# DATASET EXCERPTS:
[Start]

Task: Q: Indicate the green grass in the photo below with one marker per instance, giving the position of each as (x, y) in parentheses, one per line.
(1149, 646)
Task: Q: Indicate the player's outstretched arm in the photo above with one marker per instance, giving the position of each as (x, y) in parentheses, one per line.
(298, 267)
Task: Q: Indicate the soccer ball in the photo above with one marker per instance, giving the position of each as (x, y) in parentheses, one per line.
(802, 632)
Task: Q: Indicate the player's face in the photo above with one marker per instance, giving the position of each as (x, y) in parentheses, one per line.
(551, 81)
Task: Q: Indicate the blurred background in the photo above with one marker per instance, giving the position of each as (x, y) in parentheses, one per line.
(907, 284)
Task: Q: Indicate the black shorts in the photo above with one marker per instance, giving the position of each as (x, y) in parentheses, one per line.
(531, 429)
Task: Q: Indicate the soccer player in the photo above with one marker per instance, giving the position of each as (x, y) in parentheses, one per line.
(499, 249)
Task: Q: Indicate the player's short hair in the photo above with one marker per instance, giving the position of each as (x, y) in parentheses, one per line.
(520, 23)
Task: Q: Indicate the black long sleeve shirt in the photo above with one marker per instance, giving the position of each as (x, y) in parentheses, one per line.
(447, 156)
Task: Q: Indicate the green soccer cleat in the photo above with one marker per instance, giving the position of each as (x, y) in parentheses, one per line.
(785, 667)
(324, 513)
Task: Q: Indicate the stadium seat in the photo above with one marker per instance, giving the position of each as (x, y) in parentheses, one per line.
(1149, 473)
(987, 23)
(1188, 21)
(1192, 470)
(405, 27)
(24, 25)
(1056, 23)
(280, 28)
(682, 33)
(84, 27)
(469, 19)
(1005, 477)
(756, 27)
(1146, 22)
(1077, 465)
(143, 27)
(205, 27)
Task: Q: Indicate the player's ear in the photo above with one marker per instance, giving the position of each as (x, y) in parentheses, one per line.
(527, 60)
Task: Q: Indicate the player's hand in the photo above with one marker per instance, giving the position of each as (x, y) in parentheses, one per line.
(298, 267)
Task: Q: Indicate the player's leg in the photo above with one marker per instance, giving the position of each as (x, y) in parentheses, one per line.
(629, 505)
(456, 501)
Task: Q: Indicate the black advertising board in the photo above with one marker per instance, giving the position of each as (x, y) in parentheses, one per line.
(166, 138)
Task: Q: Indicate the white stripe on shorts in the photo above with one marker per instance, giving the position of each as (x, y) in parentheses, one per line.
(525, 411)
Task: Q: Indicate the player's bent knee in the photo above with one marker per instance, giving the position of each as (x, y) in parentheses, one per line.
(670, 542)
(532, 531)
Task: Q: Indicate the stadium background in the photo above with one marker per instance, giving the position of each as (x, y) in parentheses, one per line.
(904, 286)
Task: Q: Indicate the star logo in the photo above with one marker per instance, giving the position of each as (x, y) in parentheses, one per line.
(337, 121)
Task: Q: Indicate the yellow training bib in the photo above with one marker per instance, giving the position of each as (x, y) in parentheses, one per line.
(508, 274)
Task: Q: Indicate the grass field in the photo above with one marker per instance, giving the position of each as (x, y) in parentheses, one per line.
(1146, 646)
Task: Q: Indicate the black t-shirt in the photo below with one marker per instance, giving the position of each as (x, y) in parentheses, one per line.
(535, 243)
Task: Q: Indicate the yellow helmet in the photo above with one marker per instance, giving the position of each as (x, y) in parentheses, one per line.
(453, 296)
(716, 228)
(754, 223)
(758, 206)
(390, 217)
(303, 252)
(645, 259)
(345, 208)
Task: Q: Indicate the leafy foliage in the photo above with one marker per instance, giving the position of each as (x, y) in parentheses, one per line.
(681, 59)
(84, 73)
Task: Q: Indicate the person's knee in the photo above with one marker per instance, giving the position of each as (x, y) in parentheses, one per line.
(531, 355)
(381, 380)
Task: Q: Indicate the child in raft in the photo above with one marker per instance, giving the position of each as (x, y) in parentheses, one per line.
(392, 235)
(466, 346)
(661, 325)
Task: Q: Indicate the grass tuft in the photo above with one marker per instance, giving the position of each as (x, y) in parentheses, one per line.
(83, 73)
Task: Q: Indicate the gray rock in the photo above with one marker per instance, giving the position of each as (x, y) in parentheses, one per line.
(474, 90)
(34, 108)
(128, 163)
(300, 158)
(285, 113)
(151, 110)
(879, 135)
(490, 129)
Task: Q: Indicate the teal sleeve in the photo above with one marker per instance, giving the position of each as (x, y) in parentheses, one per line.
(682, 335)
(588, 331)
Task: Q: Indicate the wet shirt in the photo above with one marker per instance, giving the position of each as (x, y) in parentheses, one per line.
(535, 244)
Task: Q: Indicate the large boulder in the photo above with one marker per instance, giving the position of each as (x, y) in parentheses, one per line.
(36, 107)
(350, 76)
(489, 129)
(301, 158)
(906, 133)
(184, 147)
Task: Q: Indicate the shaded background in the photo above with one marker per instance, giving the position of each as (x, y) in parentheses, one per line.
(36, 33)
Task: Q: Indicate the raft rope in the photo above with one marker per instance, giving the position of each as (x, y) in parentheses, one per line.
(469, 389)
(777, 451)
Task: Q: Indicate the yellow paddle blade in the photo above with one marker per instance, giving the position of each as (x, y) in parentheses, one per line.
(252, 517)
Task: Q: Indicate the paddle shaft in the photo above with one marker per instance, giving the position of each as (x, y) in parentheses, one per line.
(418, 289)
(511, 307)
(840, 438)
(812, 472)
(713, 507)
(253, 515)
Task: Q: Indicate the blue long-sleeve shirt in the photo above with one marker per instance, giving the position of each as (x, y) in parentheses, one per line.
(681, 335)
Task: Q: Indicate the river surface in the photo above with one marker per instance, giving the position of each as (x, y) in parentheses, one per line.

[End]
[Start]

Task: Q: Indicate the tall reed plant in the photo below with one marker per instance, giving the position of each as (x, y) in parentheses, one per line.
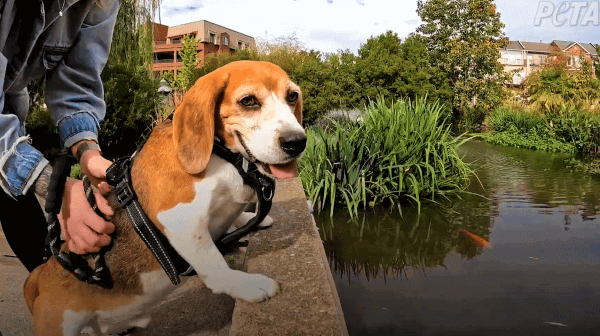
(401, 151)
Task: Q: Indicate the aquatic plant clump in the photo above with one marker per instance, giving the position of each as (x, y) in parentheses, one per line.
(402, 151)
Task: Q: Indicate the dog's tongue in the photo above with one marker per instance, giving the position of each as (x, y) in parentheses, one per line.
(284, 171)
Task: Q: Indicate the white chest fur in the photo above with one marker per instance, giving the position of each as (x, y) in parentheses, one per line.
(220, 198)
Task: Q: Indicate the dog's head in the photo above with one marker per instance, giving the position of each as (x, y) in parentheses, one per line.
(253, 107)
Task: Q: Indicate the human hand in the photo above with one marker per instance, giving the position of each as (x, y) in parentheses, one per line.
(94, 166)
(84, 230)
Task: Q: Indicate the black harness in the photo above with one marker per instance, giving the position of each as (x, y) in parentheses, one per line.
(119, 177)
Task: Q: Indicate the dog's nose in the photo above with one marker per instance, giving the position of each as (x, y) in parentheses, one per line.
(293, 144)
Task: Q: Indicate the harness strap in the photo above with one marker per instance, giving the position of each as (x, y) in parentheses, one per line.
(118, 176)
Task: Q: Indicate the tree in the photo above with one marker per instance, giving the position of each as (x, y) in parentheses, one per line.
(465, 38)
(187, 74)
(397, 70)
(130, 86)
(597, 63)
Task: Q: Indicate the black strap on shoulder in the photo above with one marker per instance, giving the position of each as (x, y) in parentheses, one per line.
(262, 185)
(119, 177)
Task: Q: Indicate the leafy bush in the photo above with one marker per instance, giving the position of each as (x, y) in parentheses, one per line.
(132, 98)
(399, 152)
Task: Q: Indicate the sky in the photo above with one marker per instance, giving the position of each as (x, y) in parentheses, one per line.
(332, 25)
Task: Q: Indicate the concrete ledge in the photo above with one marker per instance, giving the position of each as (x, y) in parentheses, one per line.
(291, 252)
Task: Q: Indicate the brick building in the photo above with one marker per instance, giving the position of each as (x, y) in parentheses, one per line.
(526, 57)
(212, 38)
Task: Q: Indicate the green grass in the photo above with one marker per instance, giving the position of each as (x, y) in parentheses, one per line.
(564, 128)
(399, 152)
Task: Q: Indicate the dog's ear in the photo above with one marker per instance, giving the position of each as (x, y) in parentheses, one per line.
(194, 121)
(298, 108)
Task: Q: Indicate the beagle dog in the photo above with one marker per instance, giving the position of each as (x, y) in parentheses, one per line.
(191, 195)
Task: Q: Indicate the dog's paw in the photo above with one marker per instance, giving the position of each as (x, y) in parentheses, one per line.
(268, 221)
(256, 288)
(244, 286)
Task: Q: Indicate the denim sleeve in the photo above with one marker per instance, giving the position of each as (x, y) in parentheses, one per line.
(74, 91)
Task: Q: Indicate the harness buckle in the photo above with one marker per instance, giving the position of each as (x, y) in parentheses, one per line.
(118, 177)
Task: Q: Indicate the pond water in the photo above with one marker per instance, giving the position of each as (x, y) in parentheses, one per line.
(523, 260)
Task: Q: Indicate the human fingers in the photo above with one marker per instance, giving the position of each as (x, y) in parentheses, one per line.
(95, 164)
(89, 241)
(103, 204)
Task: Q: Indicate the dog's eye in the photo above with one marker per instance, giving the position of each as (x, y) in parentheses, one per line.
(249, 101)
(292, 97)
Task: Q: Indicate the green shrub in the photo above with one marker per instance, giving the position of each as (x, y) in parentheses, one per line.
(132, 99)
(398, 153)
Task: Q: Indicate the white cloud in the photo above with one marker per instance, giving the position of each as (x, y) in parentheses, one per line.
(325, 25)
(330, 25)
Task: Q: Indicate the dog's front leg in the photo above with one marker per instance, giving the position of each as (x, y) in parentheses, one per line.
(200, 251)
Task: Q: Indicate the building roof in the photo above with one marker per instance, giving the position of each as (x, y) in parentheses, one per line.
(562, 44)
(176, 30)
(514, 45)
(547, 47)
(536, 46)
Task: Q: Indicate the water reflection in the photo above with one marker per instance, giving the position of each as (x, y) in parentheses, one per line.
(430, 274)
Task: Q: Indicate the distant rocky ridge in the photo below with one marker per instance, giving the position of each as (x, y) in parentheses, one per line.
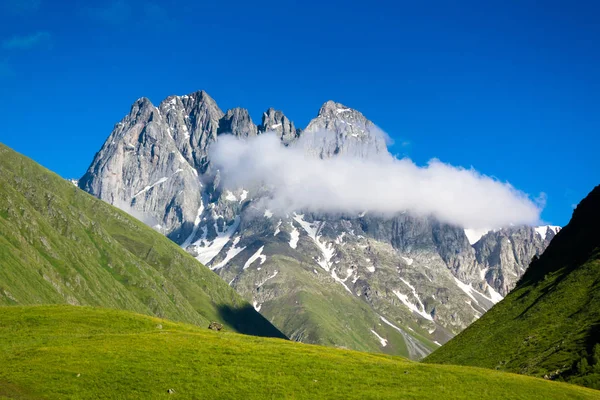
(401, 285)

[End]
[Start]

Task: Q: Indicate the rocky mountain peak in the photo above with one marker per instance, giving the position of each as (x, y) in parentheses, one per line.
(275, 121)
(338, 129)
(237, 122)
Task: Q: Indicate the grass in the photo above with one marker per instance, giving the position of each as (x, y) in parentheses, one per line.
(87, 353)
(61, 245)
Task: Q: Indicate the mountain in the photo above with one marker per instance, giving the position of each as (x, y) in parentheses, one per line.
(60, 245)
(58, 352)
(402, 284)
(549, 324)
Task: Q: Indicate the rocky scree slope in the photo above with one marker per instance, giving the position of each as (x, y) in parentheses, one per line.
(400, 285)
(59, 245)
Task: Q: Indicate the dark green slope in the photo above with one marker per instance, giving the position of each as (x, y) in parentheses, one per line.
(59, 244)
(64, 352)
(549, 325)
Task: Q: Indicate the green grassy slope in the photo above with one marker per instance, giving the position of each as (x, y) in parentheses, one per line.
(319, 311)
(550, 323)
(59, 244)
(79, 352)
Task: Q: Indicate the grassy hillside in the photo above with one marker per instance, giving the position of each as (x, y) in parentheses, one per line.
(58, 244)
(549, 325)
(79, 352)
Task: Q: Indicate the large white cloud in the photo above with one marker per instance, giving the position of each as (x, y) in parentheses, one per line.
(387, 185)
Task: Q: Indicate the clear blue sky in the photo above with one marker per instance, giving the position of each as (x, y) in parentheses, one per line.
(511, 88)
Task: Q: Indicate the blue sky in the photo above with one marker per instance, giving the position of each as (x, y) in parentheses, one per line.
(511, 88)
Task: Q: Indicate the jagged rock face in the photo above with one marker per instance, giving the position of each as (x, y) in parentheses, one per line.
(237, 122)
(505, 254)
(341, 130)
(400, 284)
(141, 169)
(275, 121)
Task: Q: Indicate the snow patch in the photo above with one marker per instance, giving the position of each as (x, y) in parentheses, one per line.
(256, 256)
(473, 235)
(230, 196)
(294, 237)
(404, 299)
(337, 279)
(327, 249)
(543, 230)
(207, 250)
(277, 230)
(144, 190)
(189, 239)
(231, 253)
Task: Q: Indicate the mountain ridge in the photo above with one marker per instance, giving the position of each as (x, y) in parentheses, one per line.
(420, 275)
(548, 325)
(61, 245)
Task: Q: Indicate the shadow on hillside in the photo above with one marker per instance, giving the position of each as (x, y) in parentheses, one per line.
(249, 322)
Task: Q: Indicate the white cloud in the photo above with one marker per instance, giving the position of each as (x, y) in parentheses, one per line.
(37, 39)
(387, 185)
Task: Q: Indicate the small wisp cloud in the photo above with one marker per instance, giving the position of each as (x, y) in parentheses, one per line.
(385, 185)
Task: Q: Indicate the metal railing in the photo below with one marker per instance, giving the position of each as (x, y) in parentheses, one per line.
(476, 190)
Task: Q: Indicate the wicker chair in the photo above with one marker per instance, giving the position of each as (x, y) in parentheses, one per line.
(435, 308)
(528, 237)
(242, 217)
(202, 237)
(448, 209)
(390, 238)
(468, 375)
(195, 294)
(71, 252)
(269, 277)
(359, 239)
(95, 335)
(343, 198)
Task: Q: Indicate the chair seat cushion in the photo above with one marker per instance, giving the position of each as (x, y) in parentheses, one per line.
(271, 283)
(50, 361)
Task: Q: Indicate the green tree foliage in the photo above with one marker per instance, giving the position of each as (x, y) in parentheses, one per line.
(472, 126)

[End]

# WORK TO DO:
Select every line of the entries above that contains the string "tree", and copy each one out. Case counts.

# RESULT FOR THIS EXERCISE:
Task: Q: Indicate the tree in the photo above with one marker per instance, giving the position of each as (x, y) in parentheses, one per line.
Task: Q: Indicate the green tree foliage in the photo above with one marker per instance, giving the position of each as (x, y) in parentheses, one per line.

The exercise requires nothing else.